### Extrait choisi

M : Une fois diplômés, nous avons fait un stage au Portugal, tout en prenant vite conscience que pour tout créateur caressant l’espoir de changer le monde de la mode, Londres était the place to be ! Nous passions un temps fou à regarder tous les défilés. Londres, avec des shows comme Fashion East, savait mettre en avant des talents émergents comme Christopher Kane, Louise Gray, Richard Nicoll… Que des jeunes gens, sortant tous de Saint Martins. Londres représentait aussi l’opportunité de développer notre savoir, alors que le Portugal nous avait apporté des connaissances surtout techniques, orientées davantage vers le côté industriel des choses.

P : Nous avons décroché des stages à Londres. Preen était une de mes grandes références et j’ai été heureux de faire partie de leur équipe pendant un certain temps. Marta a passé six mois chez Vivienne Westwood. En entrant à la Saint Martins, nous ne savions pas vraiment à quoi nous attendre. Le MA là-bas s’est révélé être une expérience très intense. Non seulement elle nous a permis de définir notre identité en tant que stylistes, mais nous avons en plus été approchés par Lulu Kennedy de Fashion East, grâce à notre défilé de fin de cycle.

######
### Matériel fourni

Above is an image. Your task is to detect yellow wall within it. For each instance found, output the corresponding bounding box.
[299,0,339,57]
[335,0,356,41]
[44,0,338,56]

######

> [Exercices à résoudre]:
(A) Dans l'entretien, renommez "talents émergents" en "jeunes créateurs" et réécrivez le passage en commençant à "M : Une fois" et en finissant à "industriel des choses.".
(B) Répondez brièvement d'après l'entretien.
(i) Dans quel pays les deux stylistes ont-ils fait un stage une fois diplômés ?
(ii) Combien de temps Marta a-t-elle passé chez Vivienne Westwood ?
(iii) Qui les a approchés grâce à leur défilé de fin de cycle ?

> [Corrigés complets]:
(A)
M : Une fois diplômés, nous avons fait un stage au Portugal, tout en prenant vite conscience que pour tout créateur caressant l’espoir de changer le monde de la mode, Londres était the place to be ! Nous passions un temps fou à regarder tous les défilés. Londres, avec des shows comme Fashion East, savait mettre en avant des jeunes créateurs comme Christopher Kane, Louise Gray, Richard Nicoll… Que des jeunes gens, sortant tous de Saint Martins. Londres représentait aussi l’opportunité de développer notre savoir, alors que le Portugal nous avait apporté des connaissances surtout techniques, orientées davantage vers le côté industriel des choses.

(B)
(i) Au Portugal.
(ii) Six mois.
(iii) Lulu Kennedy, de Fashion East.